__TEXT PASSAGE__:
--- START ---

Utilities for pushing Spark RDD's to MariaDB distributed databases

Introduction

The repo contains a set of Python and R utilities for pushing Spark RDD's to MariaDB distributed databases. The need for such utilities arises from the fact that table schemas in MariaDB are not propagated automatically from the frontend instance to the backend instances. The utilities in this repo implement the propagation.

Installation

R scripts

Clone/download the repo and source the R-scripts from your script. It is also possible to source them directly from the repo using:

myURL <- c(
    "https://raw.githubusercontent.com/goshevs/sparkDBUtilities/master/R/sparkArgsParser.R",
    "https://raw.githubusercontent.com/goshevs/sparkDBUtilities/master/R/sparkToDistMDB.R")
eval(parse(text = getURL(myURL[1], ssl.verifypeer = FALSE)))
eval(parse(text = getURL(myURL[2], ssl.verifypeer = FALSE)))

Python modules

Clone/download the repo and import the modules in your script. It may be necessary to update the PYTHONPATH environment variable with the location of the scripts to make them discoverable by Python.

Overview of utilities

All R and Python functions have identical syntax which should facilitate transitions between the software packages.

sparkToDistMDB

This script/module contains two primary functions:

pushAdminToMDB: sets up connections, access credentials and rights among the frontend and backend MariaDB db instances. The function is only useful/needed if pushing to a distributed db.

--- END ---

__AVAILABLE DATA__:
--- START ---

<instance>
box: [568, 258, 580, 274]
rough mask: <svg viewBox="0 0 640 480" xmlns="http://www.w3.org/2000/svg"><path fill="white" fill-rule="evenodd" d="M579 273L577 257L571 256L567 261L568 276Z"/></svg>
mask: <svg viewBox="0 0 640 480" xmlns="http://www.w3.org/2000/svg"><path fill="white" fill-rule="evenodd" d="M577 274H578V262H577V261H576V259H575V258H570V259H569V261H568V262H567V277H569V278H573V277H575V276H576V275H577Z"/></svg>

--- END ---

__WORK INSTRUCTION 1__: Translate this sentence from the text on pushing Spark RDD's to MariaDB into Spanish: "The utilities in this repo implement the propagation."
__WORK INSTRUCTION 2__: Echo everything in the Spark-to-MariaDB text from "eval(parse(text = getURL(myURL[1], ssl.verifypeer" down to "discoverable by Python.", unchanged.

__RESPONSE 1__: Las utilidades de este repositorio implementan la propagación.

__RESPONSE 2__:
eval(parse(text = getURL(myURL[1], ssl.verifypeer = FALSE)))
eval(parse(text = getURL(myURL[2], ssl.verifypeer = FALSE)))

Python modules

Clone/download the repo and import the modules in your script. It may be necessary to update the PYTHONPATH environment variable with the location of the scripts to make them discoverable by Python.